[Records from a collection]
+++

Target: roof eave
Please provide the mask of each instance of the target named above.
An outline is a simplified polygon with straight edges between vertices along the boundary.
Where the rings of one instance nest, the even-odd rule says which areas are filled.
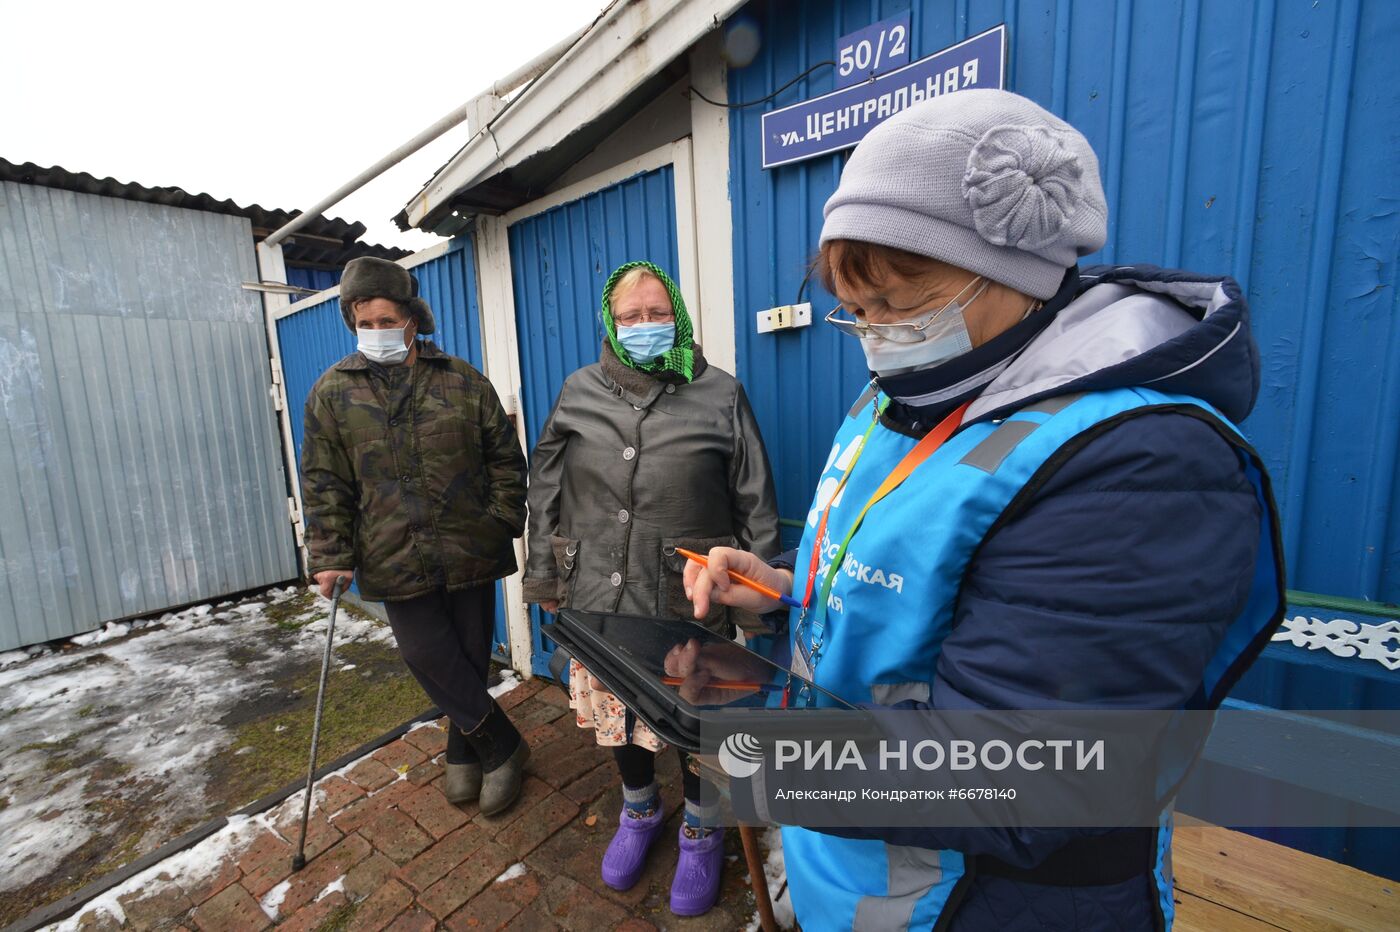
[[[432,225],[450,213],[459,192],[558,144],[573,128],[617,106],[741,6],[743,0],[614,5],[414,195],[404,206],[409,226]]]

+++

*Problem requirements*
Each entry should be copied exactly as written, though any pictures stay out.

*Written solution*
Target: roof eave
Please provide the mask of each instance of the target named above.
An outline is a simplified polygon with straight edges between vertices along the boundary.
Where the rings of one instance nest, the even-odd rule says which areas are filled.
[[[432,225],[450,213],[459,192],[558,144],[573,128],[617,106],[741,6],[743,0],[614,5],[414,195],[404,206],[409,226]]]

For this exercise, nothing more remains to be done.